[Start of Record set]
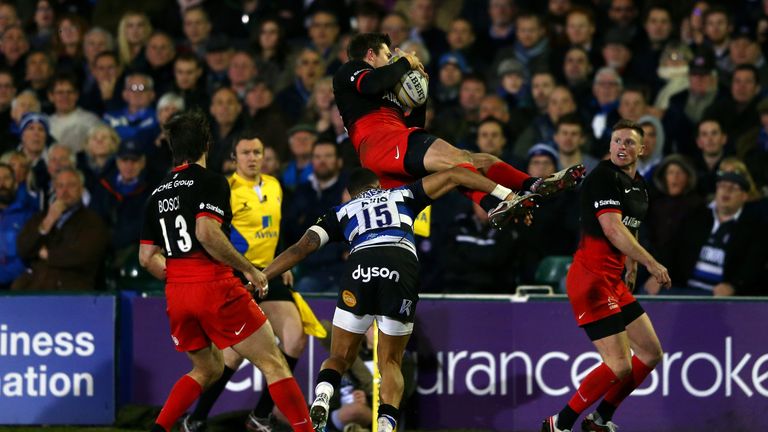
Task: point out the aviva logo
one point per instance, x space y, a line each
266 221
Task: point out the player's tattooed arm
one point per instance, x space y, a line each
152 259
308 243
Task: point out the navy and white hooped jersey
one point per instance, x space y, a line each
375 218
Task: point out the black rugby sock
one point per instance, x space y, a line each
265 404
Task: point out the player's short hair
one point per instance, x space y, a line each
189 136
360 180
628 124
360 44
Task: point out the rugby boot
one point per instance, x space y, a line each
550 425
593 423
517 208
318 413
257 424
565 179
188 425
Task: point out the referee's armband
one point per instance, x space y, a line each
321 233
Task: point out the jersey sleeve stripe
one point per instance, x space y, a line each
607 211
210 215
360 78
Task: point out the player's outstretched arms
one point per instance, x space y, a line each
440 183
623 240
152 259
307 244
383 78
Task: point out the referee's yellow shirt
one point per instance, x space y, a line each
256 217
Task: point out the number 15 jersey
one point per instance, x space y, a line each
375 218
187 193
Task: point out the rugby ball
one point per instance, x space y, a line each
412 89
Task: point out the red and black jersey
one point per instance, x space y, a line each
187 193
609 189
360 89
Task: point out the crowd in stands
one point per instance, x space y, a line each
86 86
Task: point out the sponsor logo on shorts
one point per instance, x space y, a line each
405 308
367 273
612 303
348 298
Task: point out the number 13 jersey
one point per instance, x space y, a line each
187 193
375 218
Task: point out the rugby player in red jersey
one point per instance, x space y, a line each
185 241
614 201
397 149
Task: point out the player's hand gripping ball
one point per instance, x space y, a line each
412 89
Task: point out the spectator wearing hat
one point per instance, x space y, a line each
[End of Record set]
[Start of Record set]
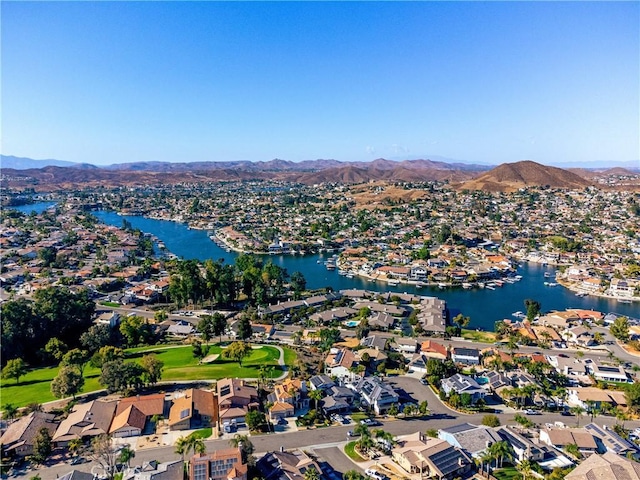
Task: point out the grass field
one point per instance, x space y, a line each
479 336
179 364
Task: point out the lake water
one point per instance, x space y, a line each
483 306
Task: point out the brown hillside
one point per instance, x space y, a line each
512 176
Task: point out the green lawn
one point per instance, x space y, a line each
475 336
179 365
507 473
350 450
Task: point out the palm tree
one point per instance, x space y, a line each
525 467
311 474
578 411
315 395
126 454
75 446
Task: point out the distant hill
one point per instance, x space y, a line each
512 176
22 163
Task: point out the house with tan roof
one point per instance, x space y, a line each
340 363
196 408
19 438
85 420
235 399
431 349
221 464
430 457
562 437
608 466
[End of Record set]
### Problem requirements
List each line of the material above that contains the string "player". Treat uppercase and lowercase letters as distinct.

### Exercise answer
Task: point out the player's tattooed arm
Task: point out the player's short hair
Task: point out the player's outstretched arms
Task: point out the rugby player in red jersey
Task: point out the player's hand gripping ball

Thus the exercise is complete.